[Text for analysis — start]
Just one day into the proposed duration, the following press release surfaced:
On August 15, the Pelham Police Departments Criminal Bureau and NH State Police Narcotics Investigation Unit ended a six-month long investigation into the sale of synthetic marijuana within the town of Pelham. Arrested was Christopher Matte, 43, of Hudson. Matte is the owner and employee of Ace Discount Cigarettes, located at on Bridge Street in Pelham. He was charged with two counts of felony Sale of Drugs, after police conducted search warrants at two locations, one of which was Ace Discount Cigarettes. The charges stem from the distribution of synthetic marijuana, also commonly known as “Spice.” The case was expedited due (to) the recent rash of overdoses throughout the state of New Hampshire.
Pelham detectives and troopers from the NH State Police Narcotics Investigation Unit recovered approximately $7,000 in cash along with over 100 individual bags of synthetic marijuana. These individual bags were being sold for $19.99. During the search warrant, the cashier admitted that he was aware of the State of Emergency, due to the number of overdoses in the New Hampshire area, but did continue the sales of “Spice” throughout the day anyway.
Several months ago, Pelham detectives actually met with Matte and requested that he halt any further sales, due to the amount of issues that area users were having after ingesting the products that he was selling. He was made aware of how our local young people were smoking this product and what the side effects of this drug were. This store was previously burglarized in October of 2013, at which time Matte claimed nothing was taken. Investigators later learned that his entire supply of synthetic marijuana had been targeted and stolen.
[Text for analysis — finish]
[Data shown — start]
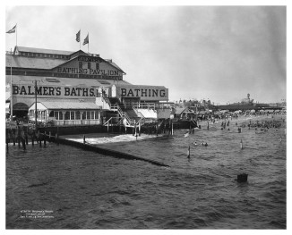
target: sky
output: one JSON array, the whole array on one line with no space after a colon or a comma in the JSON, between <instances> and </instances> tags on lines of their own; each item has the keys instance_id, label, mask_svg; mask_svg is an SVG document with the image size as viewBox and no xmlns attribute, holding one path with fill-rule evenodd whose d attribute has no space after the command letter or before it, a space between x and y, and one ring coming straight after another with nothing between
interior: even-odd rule
<instances>
[{"instance_id":1,"label":"sky","mask_svg":"<svg viewBox=\"0 0 292 235\"><path fill-rule=\"evenodd\" d=\"M169 101L260 103L287 96L286 6L5 6L17 45L79 50L112 59L135 85L168 88ZM5 50L16 37L5 34ZM82 46L88 52L88 46Z\"/></svg>"}]
</instances>

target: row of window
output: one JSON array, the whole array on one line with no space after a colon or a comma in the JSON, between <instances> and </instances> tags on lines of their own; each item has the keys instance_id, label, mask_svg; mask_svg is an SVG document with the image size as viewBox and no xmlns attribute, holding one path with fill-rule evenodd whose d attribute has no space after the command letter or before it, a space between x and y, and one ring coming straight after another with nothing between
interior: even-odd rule
<instances>
[{"instance_id":1,"label":"row of window","mask_svg":"<svg viewBox=\"0 0 292 235\"><path fill-rule=\"evenodd\" d=\"M56 120L81 120L81 113L79 111L67 111L64 114L61 111L54 111ZM98 119L97 111L84 111L82 120Z\"/></svg>"},{"instance_id":2,"label":"row of window","mask_svg":"<svg viewBox=\"0 0 292 235\"><path fill-rule=\"evenodd\" d=\"M55 59L66 59L70 57L64 55L54 55L54 54L42 54L42 53L31 53L31 52L21 52L21 55L31 56L31 57L42 57L42 58L55 58Z\"/></svg>"}]
</instances>

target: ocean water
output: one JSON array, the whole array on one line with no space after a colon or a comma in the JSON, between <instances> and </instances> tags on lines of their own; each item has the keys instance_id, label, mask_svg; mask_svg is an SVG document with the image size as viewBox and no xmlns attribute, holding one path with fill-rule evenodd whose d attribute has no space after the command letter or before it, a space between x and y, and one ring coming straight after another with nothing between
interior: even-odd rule
<instances>
[{"instance_id":1,"label":"ocean water","mask_svg":"<svg viewBox=\"0 0 292 235\"><path fill-rule=\"evenodd\" d=\"M200 122L173 136L89 135L87 142L170 167L50 143L9 147L7 229L287 228L286 117ZM267 131L249 122L279 120ZM236 123L237 122L237 126ZM228 130L229 129L230 130ZM66 137L82 141L81 136ZM193 142L198 145L194 145ZM241 141L243 148L241 148ZM207 142L208 146L202 146ZM190 158L187 150L190 146ZM247 173L247 182L235 180Z\"/></svg>"}]
</instances>

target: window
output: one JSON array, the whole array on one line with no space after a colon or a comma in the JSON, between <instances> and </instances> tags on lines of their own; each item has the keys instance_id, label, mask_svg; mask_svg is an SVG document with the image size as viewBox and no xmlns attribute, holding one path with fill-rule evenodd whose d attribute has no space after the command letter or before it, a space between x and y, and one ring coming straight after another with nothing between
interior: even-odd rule
<instances>
[{"instance_id":1,"label":"window","mask_svg":"<svg viewBox=\"0 0 292 235\"><path fill-rule=\"evenodd\" d=\"M75 116L75 119L76 119L76 120L80 120L80 116L81 116L80 112L79 112L79 111L76 111L76 116Z\"/></svg>"},{"instance_id":2,"label":"window","mask_svg":"<svg viewBox=\"0 0 292 235\"><path fill-rule=\"evenodd\" d=\"M70 120L70 112L67 111L65 113L64 113L64 120Z\"/></svg>"},{"instance_id":3,"label":"window","mask_svg":"<svg viewBox=\"0 0 292 235\"><path fill-rule=\"evenodd\" d=\"M55 111L54 112L54 117L56 118L56 120L59 120L59 112Z\"/></svg>"},{"instance_id":4,"label":"window","mask_svg":"<svg viewBox=\"0 0 292 235\"><path fill-rule=\"evenodd\" d=\"M90 111L86 112L86 116L87 116L87 119L91 119L90 118Z\"/></svg>"},{"instance_id":5,"label":"window","mask_svg":"<svg viewBox=\"0 0 292 235\"><path fill-rule=\"evenodd\" d=\"M71 111L71 119L70 120L75 120L75 111Z\"/></svg>"}]
</instances>

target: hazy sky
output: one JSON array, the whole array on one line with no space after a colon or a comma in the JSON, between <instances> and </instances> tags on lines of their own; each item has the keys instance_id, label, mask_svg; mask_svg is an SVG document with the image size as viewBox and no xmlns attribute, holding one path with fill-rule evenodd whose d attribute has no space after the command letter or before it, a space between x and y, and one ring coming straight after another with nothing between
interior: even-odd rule
<instances>
[{"instance_id":1,"label":"hazy sky","mask_svg":"<svg viewBox=\"0 0 292 235\"><path fill-rule=\"evenodd\" d=\"M135 85L161 85L169 100L286 99L285 6L14 6L18 46L90 53L113 61ZM5 35L6 50L15 35ZM87 45L82 46L84 52Z\"/></svg>"}]
</instances>

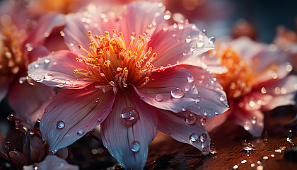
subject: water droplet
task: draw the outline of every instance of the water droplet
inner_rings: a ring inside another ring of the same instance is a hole
[[[201,97],[200,97],[200,96],[198,96],[198,97],[197,97],[197,98],[196,98],[195,103],[197,104],[197,103],[198,103],[199,101],[201,101]]]
[[[216,38],[214,37],[211,37],[209,39],[209,44],[214,44],[215,41],[216,41]]]
[[[201,134],[200,141],[203,142],[206,141],[206,140],[207,140],[207,135],[205,133]]]
[[[98,104],[99,103],[99,101],[100,101],[100,98],[94,98],[92,100],[92,103],[93,104]]]
[[[192,82],[193,82],[194,81],[194,76],[193,75],[192,75],[192,74],[190,74],[190,75],[189,75],[189,76],[187,76],[187,82],[188,83],[192,83]]]
[[[65,123],[62,120],[59,120],[57,123],[57,129],[63,129],[65,127]]]
[[[246,121],[245,125],[243,125],[243,128],[245,128],[245,130],[249,130],[250,128],[250,123]]]
[[[85,131],[83,129],[79,129],[77,131],[77,135],[83,135],[85,133]]]
[[[222,95],[220,97],[220,101],[224,101],[226,100],[225,96]]]
[[[187,115],[185,121],[187,124],[192,125],[196,122],[196,116],[194,114],[190,113]]]
[[[200,123],[202,125],[206,125],[206,119],[204,118],[200,118]]]
[[[180,88],[175,88],[171,91],[171,96],[175,98],[180,98],[184,96],[184,91]]]
[[[121,116],[127,123],[133,123],[139,118],[139,113],[136,108],[127,107],[122,110]]]
[[[203,40],[198,40],[196,45],[197,47],[202,47],[204,45],[204,42]]]
[[[190,135],[190,140],[192,142],[196,142],[198,139],[199,136],[196,133],[192,133]]]
[[[163,96],[162,96],[162,94],[157,94],[157,95],[156,95],[155,100],[156,101],[158,101],[158,102],[163,101]]]
[[[187,36],[185,40],[186,42],[190,42],[192,41],[191,36]]]
[[[45,79],[54,79],[54,75],[52,73],[47,73],[47,74],[45,74]]]
[[[26,81],[25,76],[20,77],[20,79],[18,79],[18,82],[20,84],[23,84],[25,82],[25,81]]]
[[[35,81],[36,81],[36,82],[38,82],[38,83],[42,81],[42,80],[40,79],[40,78],[39,78],[39,77],[36,78]]]
[[[140,143],[138,141],[133,141],[131,142],[131,150],[137,152],[140,149]]]

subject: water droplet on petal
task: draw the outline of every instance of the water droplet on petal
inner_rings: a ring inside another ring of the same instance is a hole
[[[171,91],[171,96],[175,98],[180,98],[184,96],[184,91],[180,88],[175,88]]]
[[[190,140],[192,142],[196,142],[198,139],[199,136],[196,133],[192,133],[190,135]]]
[[[65,123],[62,120],[59,120],[57,123],[57,129],[63,129],[65,127]]]
[[[127,123],[133,123],[139,118],[139,113],[136,108],[127,107],[122,110],[121,116]]]
[[[214,44],[215,41],[216,41],[216,38],[214,37],[211,37],[209,39],[209,44]]]
[[[189,76],[187,76],[187,82],[188,83],[192,83],[192,82],[193,82],[194,81],[194,76],[193,75],[192,75],[192,74],[190,74],[190,75],[189,75]]]
[[[140,143],[138,141],[133,141],[131,143],[131,150],[137,152],[140,149]]]
[[[196,122],[196,116],[194,114],[190,113],[186,117],[186,123],[190,125],[192,125]]]
[[[98,104],[99,103],[99,101],[100,101],[100,98],[94,98],[92,100],[92,103],[93,104]]]
[[[47,74],[45,74],[45,79],[54,79],[54,75],[52,73],[47,73]]]
[[[201,101],[201,97],[200,97],[200,96],[198,96],[198,97],[197,97],[197,98],[196,98],[195,103],[197,104],[197,103],[198,103],[199,101]]]
[[[155,100],[156,100],[156,101],[158,101],[158,102],[161,102],[161,101],[163,101],[163,96],[162,96],[162,94],[157,94],[157,95],[155,96]]]
[[[221,96],[221,97],[220,97],[220,101],[224,101],[225,100],[226,100],[226,97],[225,97],[225,96],[223,96],[223,95]]]
[[[200,118],[200,123],[202,125],[206,125],[206,119],[204,118]]]
[[[187,36],[187,38],[186,38],[186,42],[190,42],[191,41],[192,41],[192,38],[191,38],[191,36]]]
[[[83,129],[79,129],[77,131],[77,135],[83,135],[85,133],[85,131]]]
[[[207,135],[205,133],[201,134],[200,141],[203,142],[206,141],[206,140],[207,140]]]

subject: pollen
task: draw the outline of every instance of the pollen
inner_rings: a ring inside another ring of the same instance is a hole
[[[23,71],[21,37],[10,18],[0,17],[0,75],[11,76]]]
[[[93,35],[89,31],[88,49],[78,45],[86,55],[78,55],[76,61],[84,63],[86,69],[75,69],[76,79],[97,81],[100,84],[97,89],[114,93],[127,89],[129,84],[136,87],[145,86],[154,68],[151,63],[157,55],[151,55],[152,48],[147,47],[150,38],[144,33],[137,40],[132,36],[126,46],[122,32],[117,33],[112,30],[112,35],[107,31],[105,33],[105,36]]]

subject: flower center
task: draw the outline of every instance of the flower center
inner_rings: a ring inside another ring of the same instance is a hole
[[[16,74],[23,69],[21,35],[9,18],[0,18],[0,74]]]
[[[151,62],[157,55],[153,53],[150,57],[152,48],[144,50],[150,38],[143,34],[136,40],[132,36],[127,48],[122,32],[117,35],[112,30],[112,38],[107,31],[105,34],[106,36],[98,36],[88,32],[90,51],[78,45],[86,55],[78,55],[76,60],[86,64],[86,70],[74,70],[76,79],[98,81],[101,85],[96,86],[97,89],[103,91],[112,89],[114,93],[119,88],[127,89],[129,84],[137,87],[146,85],[154,68]]]
[[[230,47],[217,50],[216,55],[221,57],[221,64],[228,69],[226,73],[216,75],[228,98],[236,98],[250,92],[253,72],[248,64]]]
[Data shown — finish]
Problem 1.
Using the account of the Pelham synthetic marijuana arrest, answer these:
(a) How old is Christopher Matte?
(b) What price were the individual bags being sold for?
(c) In what month and year was the store previously burglarized?
Problem 2. Pick up the account of the Pelham synthetic marijuana arrest after its last sentence and continue it.
The material is not needed here.

Written answer 1.
(a) 43
(b) $19.99
(c) October 2013

Written answer 2.
One day prior to the arrest of Matte, this reporter had a chance to sit down with PPD Detective Sergeant Thomas O’Donnell. According to O’Donnell, “Spice” is very common and very popular with younger kids between the ages of 15 and 18 as well as with people in their 20s and 30s. A concern that the sergeant conveyed was that “the kids don’t understand that it’s a chemical high. They don’t understand the side effects are very, very dangerous.” O’Donnell went on to acknowledge that there have been instances of “Spice” usage in Pelham; “In these cases, it was clear cut they were using the product,” O’Donnell said.
In an a troubling rationale found among select store owners who have been known to sell the product, O’Donnell revealed in his own words the mindset of those who lack the moral fiber to choose right over profits. The sergeant often hears this kind of response: “We’re not responsible (for) what the people do with the product after they leave the store.” Equally disturbing, as O’Donnell points out, is that “the package is marketed to the kids.” Although he started noticing the product about two years ago, O’Donnell pointed out that, “the amount of kids using (it) is at its height now.”
With less than acceptable results, the Pelham detective admitted, “We have addressed the issue with stores in our town. We’ve had some stores comply, and others refuse to comply,” – a disturbing scenario in itself. “They’re profit-driven decisions,” added O’Donnell.
In acknowledging that battling the sale of this product is “an ongoing fight,” he offered a voice of reason, saying he was “hopeful for further legislation to put a halt to all these sales.”
Meanwhile in the bordering town of Windham, Police Chief Gerald Lewis is pleased with the fact that “Smacked,” Spice or the like have not been an issue. “We’ve had no incident in our community where that product has been involved,” reflected the WPD chief. In similar attempts employed by other nearby police departments to seek and remove along with educate and inform, Lewis offered the following: “We have surveyed all the stores. We did not find anybody who had it in their inventory or available to the public.” Lewis went on to say that “our review was spurred by what happened in Manchester – we tried to be proactive with the searches.”
Although the police are not aware of any members of the community having been affected by the use or selling of the illegal substance, Chief Lewis recognizes that “the key is vigilance; we have to stay on top of it.”